Reproduce every line of the items below character for character, leaving out the pictures.

#### Lines of data:
□ □ □

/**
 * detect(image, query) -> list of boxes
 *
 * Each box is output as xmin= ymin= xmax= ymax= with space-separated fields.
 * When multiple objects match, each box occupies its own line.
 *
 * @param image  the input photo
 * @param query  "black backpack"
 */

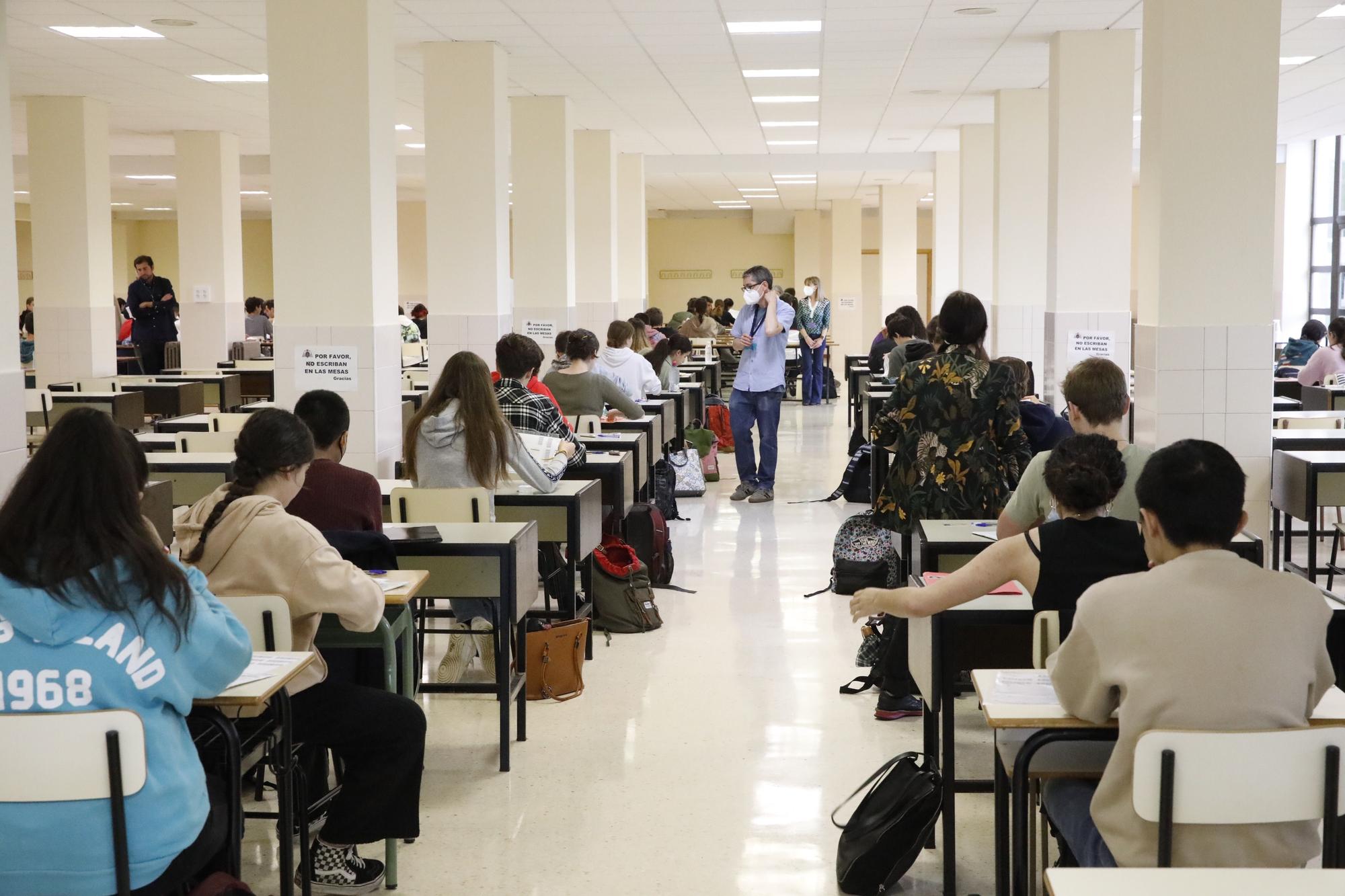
xmin=831 ymin=754 xmax=943 ymax=896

□ □ □

#### Reply:
/**
 * detect(image, query) -> list of boxes
 *
 * Each box is output as xmin= ymin= xmax= ymax= with space-separated fields.
 * When multiple objects match, each box occupies its own line.
 *
 * @param image  the input photo
 * @param query  "black backpack"
 */

xmin=831 ymin=754 xmax=943 ymax=896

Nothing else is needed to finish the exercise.